===== Text segment

Homeless Tiny Home Community
Not a typical or even attractive development, but it's a development nontheless.
The city purchased 50 tiny house units (aka ModPods) for providing shelter and support services for people experiencing homelessness. Lansing residents can provide input on 5 proposed locations for the tiny home community, and a final site selection is expected on December 18th.
Lansing announces 5 potential locations for tiny home community for homeless
The city purchased 50 tiny house units (aka ModPods) for providing shelter and support services for people experiencing homelessness. Lansing residents can provide input on 5 proposed locations for the tiny home community, and a final site selection is expected on December 18th.
Lansing announces 5 potential locations for tiny home community for homeless
- Debbie Stabenow Park, cost $360k
- Former El-Hajj Malik El-Shabazz Academy, cost $500k
- Comstock Park, cost $500k
- Hunter Park, cost $500k
- Reasoner Park, cost $800k

Comments
imo The best things we can do to reduce homelessness are increase economic opportunity and grow the housing stock, of course coupled with a safety net for the legitimately disabled (including proper mental facilities). I have no interest in helping to house able-bodied and sound-minded adults. I tend to think that the local homeless problem is overblown, I'd be surprised if our metro is producing more homeless than our existing programs can handle, I'd really like to know how many are from out of the area.
But what actually happens to such a person? The police show up. "Buddy, you aren't allowed to be there." OK... and then what? He gets arrested for trespassing? He's just ordered to leave the property, as a pamphlet with information about local services is pushed into his hand, and that's the end of it? What actually happens?
This seems relevant: https://www.wlns.com/news/holy-cross-services-dramatically-changing-homeless-services-in-lansing/
I don't know what kind of effect this is going to have moving forward.
I get wanting to help and wishing everything could somehow be better via simply wanting it to be so. Wouldn't it be nice? That's not how the world works, there's cause and effect. If you give away a ton of resources and make it easier to be a non-contributor to society you will only get more people behaving like that because, like all animals, people follow incentives. Like giving a dog a treat for pissing on your carpet. *This is the fundamental point here.*
Regarding having too much assets to receive assistance: There's no system that tracks people's assets, there's no way to know what someone owns or how much is in a particular bank account unless an individual discloses it. Same with income, unless your with the IRS or its state equivalent... So how do you propose screening your prospective beneficiaries to prevent my hypothetical? Why does it even matter if it's just about helping people? You mean I have to get way poorer and completely grenade my life before I'm worthy of help? (sounds a lot like what people have had to actually do to keep government benefits, huh?)

==========

Explore the material:
1. Write out the part of the Lansing tiny home post that opens with the words containing "But what actually" and closes with "have moving forward.".
2. According to the Lansing tiny home post, why does one commenter believe that giving away many resources will lead to more people not contributing to society? Answer in one to three sentences.
3. Continue the Lansing tiny home post from where it stops.
The data is not needed for this work.

===== Available data

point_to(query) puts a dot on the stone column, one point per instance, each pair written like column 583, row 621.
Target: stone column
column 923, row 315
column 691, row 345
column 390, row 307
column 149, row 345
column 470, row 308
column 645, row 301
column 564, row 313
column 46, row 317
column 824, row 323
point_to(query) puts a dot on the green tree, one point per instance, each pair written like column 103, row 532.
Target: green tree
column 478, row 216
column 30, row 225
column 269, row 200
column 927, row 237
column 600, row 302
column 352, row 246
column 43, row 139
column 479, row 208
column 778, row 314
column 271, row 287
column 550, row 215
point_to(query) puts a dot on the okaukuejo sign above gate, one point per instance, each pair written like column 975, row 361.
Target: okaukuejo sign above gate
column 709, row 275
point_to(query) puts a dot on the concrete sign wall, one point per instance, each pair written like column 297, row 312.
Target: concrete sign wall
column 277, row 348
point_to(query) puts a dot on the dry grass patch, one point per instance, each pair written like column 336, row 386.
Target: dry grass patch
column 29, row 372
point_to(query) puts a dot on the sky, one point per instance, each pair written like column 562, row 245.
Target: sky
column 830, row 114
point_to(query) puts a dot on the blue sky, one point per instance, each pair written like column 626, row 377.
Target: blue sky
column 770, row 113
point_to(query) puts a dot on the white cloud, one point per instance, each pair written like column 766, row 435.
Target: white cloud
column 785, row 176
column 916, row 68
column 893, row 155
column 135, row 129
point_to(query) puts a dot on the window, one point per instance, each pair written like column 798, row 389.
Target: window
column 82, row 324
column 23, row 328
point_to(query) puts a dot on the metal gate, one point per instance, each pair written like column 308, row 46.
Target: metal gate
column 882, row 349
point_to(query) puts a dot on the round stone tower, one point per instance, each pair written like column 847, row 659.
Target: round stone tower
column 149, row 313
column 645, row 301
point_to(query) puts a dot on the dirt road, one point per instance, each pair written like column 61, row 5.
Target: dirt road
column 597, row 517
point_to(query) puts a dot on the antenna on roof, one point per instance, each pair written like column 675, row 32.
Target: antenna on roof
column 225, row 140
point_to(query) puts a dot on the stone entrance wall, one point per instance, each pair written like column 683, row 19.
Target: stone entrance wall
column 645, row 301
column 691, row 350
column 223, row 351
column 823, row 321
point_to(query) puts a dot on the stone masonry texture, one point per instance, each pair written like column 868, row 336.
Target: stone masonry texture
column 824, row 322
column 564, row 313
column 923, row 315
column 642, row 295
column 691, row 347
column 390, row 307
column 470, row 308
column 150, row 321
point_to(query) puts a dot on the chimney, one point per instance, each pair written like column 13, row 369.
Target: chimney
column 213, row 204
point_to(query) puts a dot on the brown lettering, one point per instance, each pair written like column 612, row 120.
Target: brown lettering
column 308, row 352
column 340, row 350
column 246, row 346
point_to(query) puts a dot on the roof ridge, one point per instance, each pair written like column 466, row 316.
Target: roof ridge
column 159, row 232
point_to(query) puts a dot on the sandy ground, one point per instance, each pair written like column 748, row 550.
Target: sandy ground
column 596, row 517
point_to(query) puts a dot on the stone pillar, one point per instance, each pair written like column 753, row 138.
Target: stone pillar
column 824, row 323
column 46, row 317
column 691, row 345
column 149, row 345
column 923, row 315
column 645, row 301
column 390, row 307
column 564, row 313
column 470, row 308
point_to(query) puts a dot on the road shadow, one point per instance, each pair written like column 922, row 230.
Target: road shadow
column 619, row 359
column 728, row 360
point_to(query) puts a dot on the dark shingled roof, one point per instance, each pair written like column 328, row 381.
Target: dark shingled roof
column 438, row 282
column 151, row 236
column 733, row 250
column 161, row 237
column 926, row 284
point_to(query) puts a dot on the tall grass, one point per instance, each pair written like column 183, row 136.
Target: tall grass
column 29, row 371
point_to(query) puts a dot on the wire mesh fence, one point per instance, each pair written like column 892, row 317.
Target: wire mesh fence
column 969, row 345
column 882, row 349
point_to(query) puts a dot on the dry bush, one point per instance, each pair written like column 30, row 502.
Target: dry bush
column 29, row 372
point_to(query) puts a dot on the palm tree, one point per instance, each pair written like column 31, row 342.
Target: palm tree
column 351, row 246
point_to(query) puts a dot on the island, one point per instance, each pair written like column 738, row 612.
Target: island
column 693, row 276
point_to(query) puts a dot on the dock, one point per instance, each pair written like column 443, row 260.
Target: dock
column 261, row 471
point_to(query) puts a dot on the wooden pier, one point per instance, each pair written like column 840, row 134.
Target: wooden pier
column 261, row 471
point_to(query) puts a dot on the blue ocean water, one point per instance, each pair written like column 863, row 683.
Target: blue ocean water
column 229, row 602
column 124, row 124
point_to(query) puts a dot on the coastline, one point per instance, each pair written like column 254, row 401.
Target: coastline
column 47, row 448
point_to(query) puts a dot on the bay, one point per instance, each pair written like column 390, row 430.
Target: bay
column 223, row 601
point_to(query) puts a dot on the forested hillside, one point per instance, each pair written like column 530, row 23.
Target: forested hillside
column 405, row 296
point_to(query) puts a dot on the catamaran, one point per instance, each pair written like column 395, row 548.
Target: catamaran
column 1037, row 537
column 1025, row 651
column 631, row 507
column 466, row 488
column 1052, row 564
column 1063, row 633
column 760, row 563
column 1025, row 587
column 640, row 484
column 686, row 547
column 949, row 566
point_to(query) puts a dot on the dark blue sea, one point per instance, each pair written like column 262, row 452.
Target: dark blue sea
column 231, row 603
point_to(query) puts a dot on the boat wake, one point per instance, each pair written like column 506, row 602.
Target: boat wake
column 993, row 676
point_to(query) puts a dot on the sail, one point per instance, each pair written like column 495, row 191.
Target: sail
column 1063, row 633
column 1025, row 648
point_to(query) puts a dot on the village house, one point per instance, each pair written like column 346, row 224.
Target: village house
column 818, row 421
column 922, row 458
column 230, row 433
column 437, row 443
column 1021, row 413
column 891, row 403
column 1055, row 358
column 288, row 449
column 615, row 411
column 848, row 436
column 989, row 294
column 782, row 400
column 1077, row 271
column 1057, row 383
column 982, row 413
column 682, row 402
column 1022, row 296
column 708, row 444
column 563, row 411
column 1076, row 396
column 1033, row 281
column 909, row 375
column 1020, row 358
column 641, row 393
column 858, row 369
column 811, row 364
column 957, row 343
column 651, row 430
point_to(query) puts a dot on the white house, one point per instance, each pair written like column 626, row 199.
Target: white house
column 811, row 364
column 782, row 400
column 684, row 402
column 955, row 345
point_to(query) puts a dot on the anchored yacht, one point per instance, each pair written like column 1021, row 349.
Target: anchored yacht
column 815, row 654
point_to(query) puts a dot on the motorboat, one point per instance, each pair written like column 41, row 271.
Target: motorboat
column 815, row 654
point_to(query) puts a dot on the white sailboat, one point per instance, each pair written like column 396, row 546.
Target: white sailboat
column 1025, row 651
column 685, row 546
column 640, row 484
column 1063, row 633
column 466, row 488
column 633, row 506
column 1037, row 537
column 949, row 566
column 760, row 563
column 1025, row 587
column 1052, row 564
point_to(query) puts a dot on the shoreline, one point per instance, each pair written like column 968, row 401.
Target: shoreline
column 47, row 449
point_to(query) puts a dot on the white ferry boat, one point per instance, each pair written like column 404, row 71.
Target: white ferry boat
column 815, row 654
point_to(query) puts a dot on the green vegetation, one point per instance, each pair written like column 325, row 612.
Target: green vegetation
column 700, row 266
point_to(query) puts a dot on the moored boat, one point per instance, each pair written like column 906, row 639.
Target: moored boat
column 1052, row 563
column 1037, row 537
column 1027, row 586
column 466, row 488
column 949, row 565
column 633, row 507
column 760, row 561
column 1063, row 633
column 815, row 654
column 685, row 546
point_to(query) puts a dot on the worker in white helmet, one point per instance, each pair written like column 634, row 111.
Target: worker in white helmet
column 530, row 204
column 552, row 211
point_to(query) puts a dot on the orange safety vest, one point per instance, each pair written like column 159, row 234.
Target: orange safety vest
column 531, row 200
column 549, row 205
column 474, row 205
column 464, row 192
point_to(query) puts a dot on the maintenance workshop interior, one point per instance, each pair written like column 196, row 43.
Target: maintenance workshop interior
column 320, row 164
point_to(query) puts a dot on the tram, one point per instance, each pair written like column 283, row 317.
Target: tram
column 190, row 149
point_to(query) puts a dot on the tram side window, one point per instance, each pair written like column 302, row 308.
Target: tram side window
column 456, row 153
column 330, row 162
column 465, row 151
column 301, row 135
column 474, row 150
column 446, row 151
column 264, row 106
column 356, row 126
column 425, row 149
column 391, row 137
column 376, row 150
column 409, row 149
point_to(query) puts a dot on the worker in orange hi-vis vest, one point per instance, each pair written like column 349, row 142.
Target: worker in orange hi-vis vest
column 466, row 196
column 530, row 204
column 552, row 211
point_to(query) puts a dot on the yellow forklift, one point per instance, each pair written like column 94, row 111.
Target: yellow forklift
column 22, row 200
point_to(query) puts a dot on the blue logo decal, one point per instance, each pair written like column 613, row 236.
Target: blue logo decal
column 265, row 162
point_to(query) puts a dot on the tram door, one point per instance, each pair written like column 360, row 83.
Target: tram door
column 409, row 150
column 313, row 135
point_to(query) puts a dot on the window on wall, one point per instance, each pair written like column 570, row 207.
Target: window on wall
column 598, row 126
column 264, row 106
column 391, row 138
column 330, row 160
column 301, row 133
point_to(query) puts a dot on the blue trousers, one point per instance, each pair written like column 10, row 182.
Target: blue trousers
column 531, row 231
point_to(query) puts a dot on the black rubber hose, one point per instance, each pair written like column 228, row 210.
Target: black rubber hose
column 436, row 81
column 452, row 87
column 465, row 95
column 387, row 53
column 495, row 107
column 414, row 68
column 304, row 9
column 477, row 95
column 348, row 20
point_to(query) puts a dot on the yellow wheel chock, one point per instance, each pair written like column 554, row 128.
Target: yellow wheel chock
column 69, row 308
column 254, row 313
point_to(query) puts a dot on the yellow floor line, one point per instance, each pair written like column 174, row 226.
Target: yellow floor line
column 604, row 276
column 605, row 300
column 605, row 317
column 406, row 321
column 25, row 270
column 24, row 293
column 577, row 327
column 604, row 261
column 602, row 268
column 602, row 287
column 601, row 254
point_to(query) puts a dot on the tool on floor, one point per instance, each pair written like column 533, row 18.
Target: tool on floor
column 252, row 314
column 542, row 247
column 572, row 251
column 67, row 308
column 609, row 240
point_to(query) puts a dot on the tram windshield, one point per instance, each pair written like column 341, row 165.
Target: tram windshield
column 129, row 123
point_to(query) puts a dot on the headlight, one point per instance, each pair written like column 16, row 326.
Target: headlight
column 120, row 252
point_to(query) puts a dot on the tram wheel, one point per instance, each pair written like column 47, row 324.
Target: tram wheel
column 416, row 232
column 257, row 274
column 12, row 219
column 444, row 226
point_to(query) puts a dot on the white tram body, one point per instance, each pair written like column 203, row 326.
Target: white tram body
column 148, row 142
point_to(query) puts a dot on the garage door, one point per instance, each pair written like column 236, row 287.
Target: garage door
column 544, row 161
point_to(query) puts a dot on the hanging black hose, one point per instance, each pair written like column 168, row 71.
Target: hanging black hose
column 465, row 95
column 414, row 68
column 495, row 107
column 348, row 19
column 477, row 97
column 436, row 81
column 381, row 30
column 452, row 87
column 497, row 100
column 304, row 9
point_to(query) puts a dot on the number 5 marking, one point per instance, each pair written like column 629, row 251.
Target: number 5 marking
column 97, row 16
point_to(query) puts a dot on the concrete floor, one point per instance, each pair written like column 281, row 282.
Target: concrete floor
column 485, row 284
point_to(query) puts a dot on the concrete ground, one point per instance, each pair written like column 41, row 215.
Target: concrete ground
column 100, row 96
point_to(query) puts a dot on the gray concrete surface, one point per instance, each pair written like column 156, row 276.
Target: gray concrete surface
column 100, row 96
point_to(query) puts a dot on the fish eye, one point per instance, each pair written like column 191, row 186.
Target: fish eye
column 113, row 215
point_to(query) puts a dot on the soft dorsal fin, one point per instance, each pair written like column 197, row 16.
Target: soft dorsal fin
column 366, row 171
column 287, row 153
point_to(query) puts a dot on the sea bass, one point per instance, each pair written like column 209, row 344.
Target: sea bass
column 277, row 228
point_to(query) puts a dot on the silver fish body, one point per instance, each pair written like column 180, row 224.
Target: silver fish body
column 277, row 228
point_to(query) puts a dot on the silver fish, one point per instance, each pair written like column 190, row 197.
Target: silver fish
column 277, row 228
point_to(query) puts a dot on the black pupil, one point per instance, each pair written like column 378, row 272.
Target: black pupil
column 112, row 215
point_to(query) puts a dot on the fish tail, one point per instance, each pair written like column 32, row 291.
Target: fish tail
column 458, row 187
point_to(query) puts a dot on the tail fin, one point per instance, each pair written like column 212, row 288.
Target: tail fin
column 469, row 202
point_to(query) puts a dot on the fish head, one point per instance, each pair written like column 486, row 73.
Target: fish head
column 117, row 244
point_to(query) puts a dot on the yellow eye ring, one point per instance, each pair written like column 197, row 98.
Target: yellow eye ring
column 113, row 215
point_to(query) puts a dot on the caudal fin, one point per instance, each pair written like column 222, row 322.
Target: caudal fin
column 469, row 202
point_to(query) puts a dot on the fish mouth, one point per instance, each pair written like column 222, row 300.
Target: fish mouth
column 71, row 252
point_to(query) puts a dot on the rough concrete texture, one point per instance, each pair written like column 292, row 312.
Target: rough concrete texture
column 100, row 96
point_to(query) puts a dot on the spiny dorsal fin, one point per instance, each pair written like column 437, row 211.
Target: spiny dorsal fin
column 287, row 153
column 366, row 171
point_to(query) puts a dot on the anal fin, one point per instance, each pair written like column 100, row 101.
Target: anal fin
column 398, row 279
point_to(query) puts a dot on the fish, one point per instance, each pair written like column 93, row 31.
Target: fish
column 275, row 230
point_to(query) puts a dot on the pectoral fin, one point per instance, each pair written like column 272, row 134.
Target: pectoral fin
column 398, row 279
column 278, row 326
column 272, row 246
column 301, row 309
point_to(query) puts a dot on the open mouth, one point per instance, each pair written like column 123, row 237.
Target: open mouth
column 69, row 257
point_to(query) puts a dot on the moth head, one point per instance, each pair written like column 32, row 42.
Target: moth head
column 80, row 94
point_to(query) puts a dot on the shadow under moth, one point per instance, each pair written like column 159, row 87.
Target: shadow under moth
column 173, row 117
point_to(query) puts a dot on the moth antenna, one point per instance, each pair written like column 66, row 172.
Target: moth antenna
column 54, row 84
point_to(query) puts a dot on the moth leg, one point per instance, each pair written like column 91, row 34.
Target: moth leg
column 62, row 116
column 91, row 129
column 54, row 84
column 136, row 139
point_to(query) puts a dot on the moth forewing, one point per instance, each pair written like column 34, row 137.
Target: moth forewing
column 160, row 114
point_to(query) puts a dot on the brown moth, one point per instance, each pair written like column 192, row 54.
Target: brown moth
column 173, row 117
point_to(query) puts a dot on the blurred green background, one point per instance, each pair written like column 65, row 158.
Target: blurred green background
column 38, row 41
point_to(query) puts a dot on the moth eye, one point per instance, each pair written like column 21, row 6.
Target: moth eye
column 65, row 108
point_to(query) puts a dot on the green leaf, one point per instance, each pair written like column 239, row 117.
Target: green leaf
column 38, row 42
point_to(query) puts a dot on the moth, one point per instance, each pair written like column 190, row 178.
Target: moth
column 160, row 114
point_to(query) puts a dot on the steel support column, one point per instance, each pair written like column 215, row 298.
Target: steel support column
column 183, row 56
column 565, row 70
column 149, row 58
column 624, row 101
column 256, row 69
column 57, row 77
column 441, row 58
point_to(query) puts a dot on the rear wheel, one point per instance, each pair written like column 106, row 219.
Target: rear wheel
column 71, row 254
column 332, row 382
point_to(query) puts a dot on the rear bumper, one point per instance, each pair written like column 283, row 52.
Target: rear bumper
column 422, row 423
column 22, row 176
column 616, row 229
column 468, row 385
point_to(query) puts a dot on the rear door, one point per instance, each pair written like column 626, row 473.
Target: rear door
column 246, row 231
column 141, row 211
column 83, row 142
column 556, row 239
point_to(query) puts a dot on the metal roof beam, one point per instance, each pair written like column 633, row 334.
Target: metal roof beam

==========

Task-by-task outputs:
1.
But what actually happens to such a person? The police show up. "Buddy, you aren't allowed to be there." OK... and then what? He gets arrested for trespassing? He's just ordered to leave the property, as a pamphlet with information about local services is pushed into his hand, and that's the end of it? What actually happens?
This seems relevant: https://www.wlns.com/news/holy-cross-services-dramatically-changing-homeless-services-in-lansing/
I don't know what kind of effect this is going to have moving forward.

2. The commenter holds that people, like all animals, follow incentives. Making it easier to be a non-contributor therefore rewards that behavior, and more people will behave that way.

3.
Regarding the "if it was your family/friend" trope: I grew up in Lansing and graduated from its public schools, I still live near downtown on a street where homeless are a *constant* presence. I hung out with the kind of kids who are part of the crime problem and very nearly became one of them. I have friends and family (one close friend, other schoolmates/acquaintances, multiple cousins, and at least on uncle) who have been (some still probably are) homeless and/or fully dysfunctional drug addicts. Once people get past a certain point the only thing I've seen help them is hitting rock bottom. You can't be an enabler. This isn't some foreign problem to me, these policies you support as a feel-good measure, an effort to do what seems "right", have destroyed generations of people and many communities. Even without my personal backstory my opinion would still be every bit as valid, but my history makes me largely impervious to the guilt-tripping.
I'm sorry to rant, but I'm past the point of allowing this ideological disease to fester unchallenged for the sake of kindness and conflict-avoidance. If you want to fix things you have to come with real solutions, not some feeling that we're all obligated to "help" in some nebulous way that ignores the cause-and-effects of reality.
Please, PLEASE, remember: What you see around you: this technological, peaceful and incredibly prosperous society.... Is not permanent or invulnerable. It's actually incredibly delicate, far more so than the pre-industrial world that people persisted in for thousands of generations. It can be easily destroyed yet would be nearly impossible to rebuild. The system was brought to its knees by a self-imposed partial shutdown of mere weeks. It's DELICATE. If it falls, we'll be right back to the old ways of man. We can't just wish what we want into reality, as I said, there's a cause and effect.